Task requirements:
From the interview on literature below, copy word for word the part that opens with the words containing "TDR: I read" and closes with "and postmodern issues?".

Extract provided:

This may sound obtuse and perhaps separationist, or at the very least, anarchist. But what I intend by all this is to suggest that what happens on a local scale, in this case on the Calgary lit front, is special and particular to this place. But when folks get all hit up, touting what’s happening in their community, as if they have propriety and are taking credit for it, that’s when I start to get deeply suspicious. So, yes, cool things are happening here, as they are in different parts of the country, of the world. But what’s important in all this is to recognize the local as a place to focus on.

TDR: I read a review recently that described Rick Moody’s struggle between “running with the fast crowd” and being “an old-fashioned storyteller”. In other words, the reviewer thought Moody straddled the line between post-modern showiness and more standard prose values like plot, character, and setting. First, where would you place yourself on this spectrum? And second, how well do you think Canadian literature in general is doing at articulating the aesthetic struggles of our times?

MATHUR: Deep question. Interesting how that reviewer pretends there are such absurdly oppositional categories. Take a look at Rushdie – is he “old-fashioned” using, as he does, oral storytelling techniques that are quite ancient, or is he a “fast-crowd dude” cuz he plays with postcolonial and postmodern issues? 

My work, well, it depends on which project I’m working on, I guess. In my previous novel, I used the elements of the mystery-genre, but I also played with perceptions of time and, of course, Hindu cosmology. And, yes, I do theorize my work which, in my mind simply means discussing how and why I (and others) write and what social and political consequences that might have. But that does lead to others constructing me, perhaps, as “postmodern” – one such writer came up to me at a party recently and, after chatting with me for less than a minute, asked me if I was “one of those writers who puts slashes in your writing?”

Raw data:

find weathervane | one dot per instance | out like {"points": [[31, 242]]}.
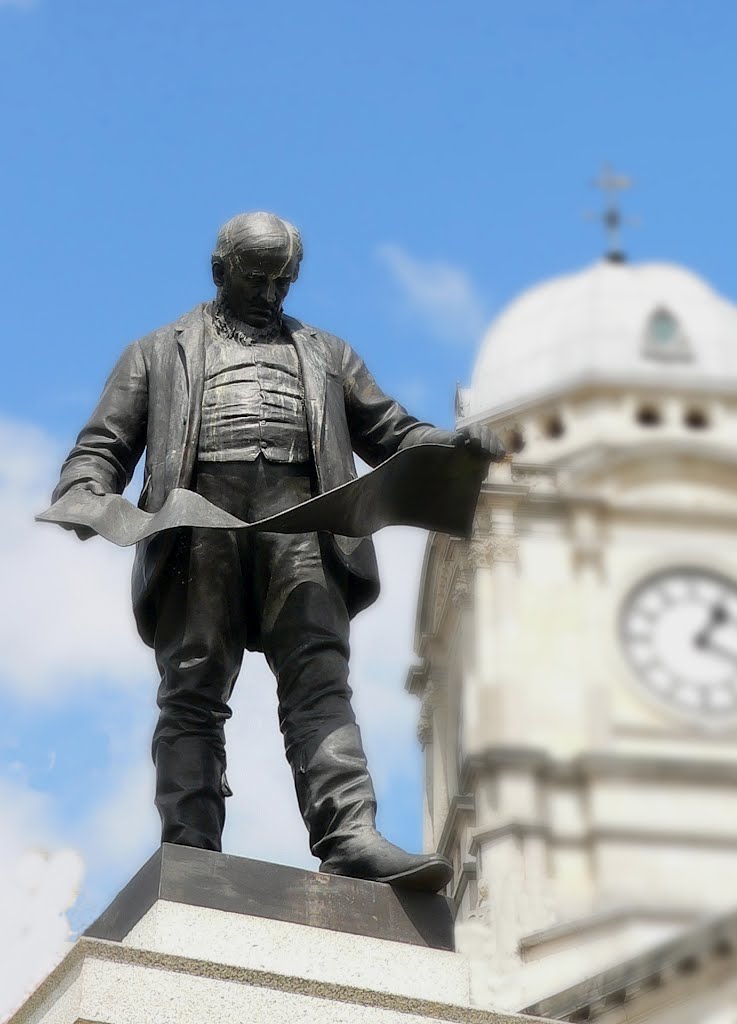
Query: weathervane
{"points": [[611, 183]]}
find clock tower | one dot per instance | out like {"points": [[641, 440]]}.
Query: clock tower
{"points": [[577, 657]]}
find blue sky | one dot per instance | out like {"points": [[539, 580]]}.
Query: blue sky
{"points": [[437, 159]]}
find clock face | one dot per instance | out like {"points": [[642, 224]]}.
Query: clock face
{"points": [[679, 631]]}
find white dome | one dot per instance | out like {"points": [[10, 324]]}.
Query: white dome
{"points": [[653, 323]]}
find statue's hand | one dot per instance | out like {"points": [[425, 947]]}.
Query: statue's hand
{"points": [[481, 440], [84, 532]]}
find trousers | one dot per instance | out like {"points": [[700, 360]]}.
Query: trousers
{"points": [[232, 591]]}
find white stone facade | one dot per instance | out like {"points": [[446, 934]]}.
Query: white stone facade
{"points": [[590, 815]]}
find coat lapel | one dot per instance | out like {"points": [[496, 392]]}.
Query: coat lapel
{"points": [[188, 386], [312, 365]]}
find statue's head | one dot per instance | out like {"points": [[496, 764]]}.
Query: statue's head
{"points": [[256, 258]]}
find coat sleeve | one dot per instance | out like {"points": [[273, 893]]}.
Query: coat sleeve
{"points": [[111, 443], [380, 426]]}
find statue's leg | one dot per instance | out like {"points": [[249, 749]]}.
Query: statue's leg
{"points": [[199, 647], [305, 637]]}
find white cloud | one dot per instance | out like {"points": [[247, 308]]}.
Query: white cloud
{"points": [[67, 620], [442, 296], [39, 882]]}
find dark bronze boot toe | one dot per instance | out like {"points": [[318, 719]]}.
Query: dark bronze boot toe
{"points": [[369, 855]]}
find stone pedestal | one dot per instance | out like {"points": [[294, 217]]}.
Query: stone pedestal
{"points": [[203, 937]]}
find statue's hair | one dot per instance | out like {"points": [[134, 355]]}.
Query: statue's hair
{"points": [[259, 232]]}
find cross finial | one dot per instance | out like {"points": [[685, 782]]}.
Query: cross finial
{"points": [[611, 183]]}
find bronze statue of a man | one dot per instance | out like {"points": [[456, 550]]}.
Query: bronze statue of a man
{"points": [[256, 412]]}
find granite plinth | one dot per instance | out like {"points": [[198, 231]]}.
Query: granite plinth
{"points": [[201, 936], [260, 889]]}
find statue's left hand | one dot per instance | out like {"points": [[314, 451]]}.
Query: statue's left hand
{"points": [[481, 440]]}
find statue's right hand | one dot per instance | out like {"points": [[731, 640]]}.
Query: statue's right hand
{"points": [[84, 532]]}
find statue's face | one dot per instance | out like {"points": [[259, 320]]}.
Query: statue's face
{"points": [[255, 262], [254, 294]]}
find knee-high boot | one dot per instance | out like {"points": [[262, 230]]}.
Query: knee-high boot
{"points": [[338, 804], [190, 792]]}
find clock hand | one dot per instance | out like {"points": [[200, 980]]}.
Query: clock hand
{"points": [[718, 616]]}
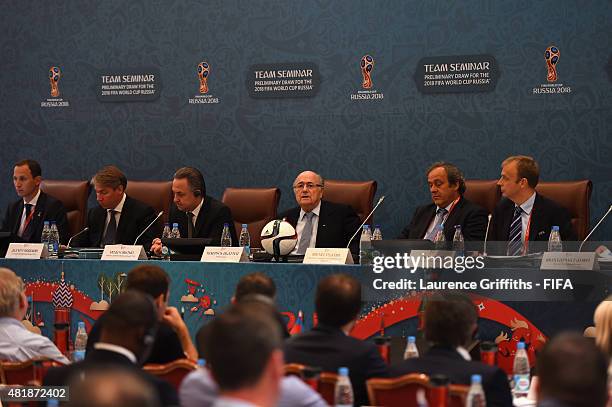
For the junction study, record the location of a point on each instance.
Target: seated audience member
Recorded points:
(125, 342)
(572, 372)
(450, 324)
(320, 223)
(118, 219)
(172, 339)
(16, 342)
(525, 216)
(25, 218)
(329, 345)
(448, 208)
(197, 214)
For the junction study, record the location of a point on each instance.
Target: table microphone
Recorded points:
(382, 198)
(150, 224)
(593, 230)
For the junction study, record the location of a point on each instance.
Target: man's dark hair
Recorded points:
(453, 174)
(194, 178)
(34, 167)
(149, 279)
(450, 318)
(255, 283)
(572, 370)
(238, 344)
(338, 300)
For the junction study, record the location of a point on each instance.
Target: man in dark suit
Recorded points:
(329, 345)
(525, 216)
(119, 219)
(197, 214)
(320, 223)
(449, 208)
(126, 339)
(450, 324)
(24, 218)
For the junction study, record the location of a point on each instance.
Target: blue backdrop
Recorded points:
(246, 142)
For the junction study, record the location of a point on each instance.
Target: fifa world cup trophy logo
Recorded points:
(552, 56)
(367, 64)
(203, 72)
(54, 76)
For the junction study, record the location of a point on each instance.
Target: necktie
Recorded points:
(515, 241)
(189, 224)
(306, 233)
(440, 214)
(111, 229)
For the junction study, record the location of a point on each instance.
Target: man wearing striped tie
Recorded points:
(525, 216)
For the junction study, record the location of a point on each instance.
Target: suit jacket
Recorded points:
(337, 223)
(448, 362)
(329, 348)
(99, 359)
(471, 217)
(135, 217)
(47, 208)
(544, 215)
(209, 223)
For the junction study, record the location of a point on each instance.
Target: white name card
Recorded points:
(27, 251)
(214, 254)
(569, 261)
(123, 252)
(315, 255)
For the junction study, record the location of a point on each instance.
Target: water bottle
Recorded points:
(520, 371)
(343, 392)
(245, 239)
(411, 349)
(365, 246)
(226, 237)
(458, 241)
(80, 343)
(476, 397)
(554, 240)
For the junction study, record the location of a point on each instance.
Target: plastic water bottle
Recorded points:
(80, 343)
(365, 246)
(476, 397)
(343, 392)
(411, 349)
(245, 239)
(554, 240)
(520, 371)
(226, 237)
(458, 241)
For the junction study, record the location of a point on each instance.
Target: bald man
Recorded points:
(320, 223)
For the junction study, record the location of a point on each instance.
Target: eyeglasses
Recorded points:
(308, 185)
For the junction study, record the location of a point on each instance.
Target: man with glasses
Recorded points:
(320, 223)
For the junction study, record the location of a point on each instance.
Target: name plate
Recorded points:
(316, 255)
(27, 251)
(123, 252)
(214, 254)
(569, 261)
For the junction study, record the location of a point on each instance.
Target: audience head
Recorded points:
(188, 188)
(308, 189)
(451, 319)
(573, 371)
(109, 184)
(27, 177)
(338, 300)
(446, 183)
(13, 302)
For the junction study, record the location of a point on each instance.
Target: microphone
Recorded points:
(382, 198)
(150, 224)
(484, 249)
(593, 230)
(73, 236)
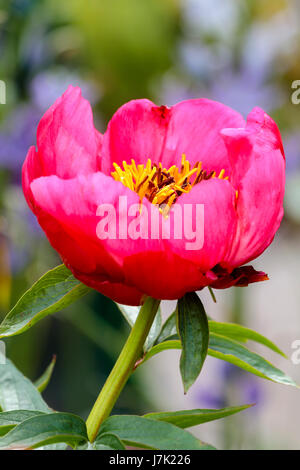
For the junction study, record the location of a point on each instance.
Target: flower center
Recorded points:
(159, 185)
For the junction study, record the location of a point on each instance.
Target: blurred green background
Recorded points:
(244, 54)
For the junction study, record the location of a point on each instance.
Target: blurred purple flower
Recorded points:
(16, 136)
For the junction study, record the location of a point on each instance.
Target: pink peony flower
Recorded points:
(198, 152)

Exercise solution:
TDR: I read a review recently that described Rick Moody’s struggle between “running with the fast crowd” and being “an old-fashioned storyteller”. In other words, the reviewer thought Moody straddled the line between post-modern showiness and more standard prose values like plot, character, and setting. First, where would you place yourself on this spectrum? And second, how well do you think Canadian literature in general is doing at articulating the aesthetic struggles of our times?

MATHUR: Deep question. Interesting how that reviewer pretends there are such absurdly oppositional categories. Take a look at Rushdie – is he “old-fashioned” using, as he does, oral storytelling techniques that are quite ancient, or is he a “fast-crowd dude” cuz he plays with postcolonial and postmodern issues?